(EXTRACTED TEXT):

/---

The budget also helps parents with care for their children and investment in their education. Access to high-quality child care plays an important role in improving children’s education and development and helps parents to choose to return to work. Childcare and education costs are addressed by lifting the childcare tax rebate from 30 per cent to 50 per cent—which is valued at $1.6 billion—and introducing a new education tax refund valued at $4.4 billion. The government is also improving housing affordability with a $2.2 billion package through the First Home Saver Account, the National Rental Affordability Scheme and the Housing Affordability Fund.

This government understands that all Australians are a valued and valuable part of our community, and this budget has been framed to ensure policies that are socially inclusive. Carers and older Australians make significant contributions to our society, and this budget reflects that commitment. To assist seniors and carers to meet rising costs, the Rudd government will provide one-off lump sum payments of $500 to eligible senior Australians, $1,000 to carer payment recipients and $600 to carer allowance recipients by 30 June 2008, at a cost of $1.8 billion. The government has also, for the first time, extended the utilities allowance to carer payment and disability support pension recipients and increased the following yearly allowances: the seniors concession allowance from $218 to $500 and the utilities allowance from $107.20 to $500.

I am also delighted that the government is introducing fairer assessment of the child carer payment from 1 July 2009, which will cost another $274 million over five years. As a result, an additional 19,000 carers of children with a severe disability are expected to be able to access the carer payment in 2009-10. Importantly, a further $20 million has been allocated to help families adjust when a child has experienced a catastrophic event such as a severe illness, a major disability or an injury due to an accident. Importantly, $100 million of capital funding will be provided to the states to build new supported accommodation for people with disabilities.

Our DNA is hard-wired to make sure our children have the best opportunities in life, and the government understands this. We understand the fear and anxiety of elderly parents of children with disabilities—parents who worry about the care of their child when they are no longer able to care for them themselves. Up to 35 new facilities will benefit approximately 200-plus people who do not have access to appropriate accommodation at this stage. It is a small first step, but a vital one which helps our most vulnerable citizens. I do believe that this government is united by a common desire to see every individual enjoy the longest life full of quality and meaning. I am excited by the opportunity this budget offers my constituency in the disability community, as I indicated in my first speech, not so that people with disability receive special treatment but so they receive the same treatment as everybody else—the rights which are theirs with the dignity that they deserve. This budget also provides for the development of a national disability strategy. Consultations will commence, and this strategy is another demonstration of leadership from this government in this area.

In conclusion, this budget has all the hallmarks of a true progressive Labor document. Ralph Waldo Emerson described the difference between American progressives and conservatives. He said:

Mankind … is divided between the party of Conservatism and the party of Innovation, between the Past and the Future, between Memory and Hope.

If we adapt his analysis to Australia, it is clear that Labor is the party of innovation, of hope and of the future. Arthur Schlesinger, speaking of the politics of hope, argued that in politics ‘Innovation is the salient energy; Conservatism the pause on the last movement.’ The concept of pause fitted the previous Howard government all too well. In thwarting the move to a republic, neutralising the hope for reconciliation, downplaying global warming and the importance of climate control, failing to secure and protect Australia’s long-term water resources and not addressing the productivity slide and the skills crisis, the conservatives sat back or slid backwards. The most extreme step, well beyond a mere pause, was the Work Choices laws, which returned Australia to the 1890s temporarily.

\---

(TO DO):
1. Reproduce the part of the budget speech that opens with the words containing "If we adapt" and closes with "the 1890s temporarily.".
2. List each one-off lump sum payment named in the budget speech, with its amount and the group that receives it.
The rows that come next are separate material and are not connected to the budget speech.

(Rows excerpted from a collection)
/---

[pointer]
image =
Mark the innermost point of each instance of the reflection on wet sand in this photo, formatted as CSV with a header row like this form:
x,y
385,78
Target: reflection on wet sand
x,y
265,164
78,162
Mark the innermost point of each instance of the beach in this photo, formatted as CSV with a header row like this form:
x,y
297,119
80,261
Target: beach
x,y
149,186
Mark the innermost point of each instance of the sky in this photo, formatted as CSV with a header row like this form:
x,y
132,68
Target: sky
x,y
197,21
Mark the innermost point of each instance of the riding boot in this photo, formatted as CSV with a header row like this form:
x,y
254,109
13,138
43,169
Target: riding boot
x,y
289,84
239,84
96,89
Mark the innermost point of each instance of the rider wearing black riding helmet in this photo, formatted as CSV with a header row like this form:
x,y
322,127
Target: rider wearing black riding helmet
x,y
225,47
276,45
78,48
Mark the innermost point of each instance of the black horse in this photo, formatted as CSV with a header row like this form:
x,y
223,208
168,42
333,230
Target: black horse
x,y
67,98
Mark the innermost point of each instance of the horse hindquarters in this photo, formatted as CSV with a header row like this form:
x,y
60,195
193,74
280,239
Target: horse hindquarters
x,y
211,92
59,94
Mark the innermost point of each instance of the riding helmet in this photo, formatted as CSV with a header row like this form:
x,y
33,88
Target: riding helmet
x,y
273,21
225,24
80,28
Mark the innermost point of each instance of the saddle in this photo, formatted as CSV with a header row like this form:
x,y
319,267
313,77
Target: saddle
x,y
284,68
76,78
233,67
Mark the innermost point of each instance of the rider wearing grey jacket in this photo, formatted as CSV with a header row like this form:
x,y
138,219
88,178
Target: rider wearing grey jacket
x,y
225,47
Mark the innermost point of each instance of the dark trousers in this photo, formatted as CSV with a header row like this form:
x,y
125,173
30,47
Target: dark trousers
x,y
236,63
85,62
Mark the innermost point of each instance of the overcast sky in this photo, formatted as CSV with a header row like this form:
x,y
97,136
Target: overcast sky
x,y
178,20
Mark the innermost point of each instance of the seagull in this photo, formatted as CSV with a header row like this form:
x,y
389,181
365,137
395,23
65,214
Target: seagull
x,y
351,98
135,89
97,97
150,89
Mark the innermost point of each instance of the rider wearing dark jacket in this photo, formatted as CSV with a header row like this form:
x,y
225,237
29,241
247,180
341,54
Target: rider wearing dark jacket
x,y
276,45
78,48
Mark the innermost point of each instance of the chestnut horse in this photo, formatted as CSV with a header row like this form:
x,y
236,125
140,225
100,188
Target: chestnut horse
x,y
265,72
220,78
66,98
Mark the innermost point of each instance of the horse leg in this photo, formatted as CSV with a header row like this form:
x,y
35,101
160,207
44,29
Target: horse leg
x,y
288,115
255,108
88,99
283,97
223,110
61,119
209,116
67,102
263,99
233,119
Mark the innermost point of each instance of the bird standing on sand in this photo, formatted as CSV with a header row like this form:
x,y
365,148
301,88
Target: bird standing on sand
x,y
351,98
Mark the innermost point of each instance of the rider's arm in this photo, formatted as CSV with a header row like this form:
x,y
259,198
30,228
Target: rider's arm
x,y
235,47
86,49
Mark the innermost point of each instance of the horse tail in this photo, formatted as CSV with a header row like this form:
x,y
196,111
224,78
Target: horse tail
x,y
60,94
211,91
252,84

\---

(ANSWERS BY TASK):
1.
If we adapt his analysis to Australia, it is clear that Labor is the party of innovation, of hope and of the future. Arthur Schlesinger, speaking of the politics of hope, argued that in politics ‘Innovation is the salient energy; Conservatism the pause on the last movement.’ The concept of pause fitted the previous Howard government all too well. In thwarting the move to a republic, neutralising the hope for reconciliation, downplaying global warming and the importance of climate control, failing to secure and protect Australia’s long-term water resources and not addressing the productivity slide and the skills crisis, the conservatives sat back or slid backwards. The most extreme step, well beyond a mere pause, was the Work Choices laws, which returned Australia to the 1890s temporarily.

2.
- $500 to eligible senior Australians
- $1,000 to carer payment recipients
- $600 to carer allowance recipients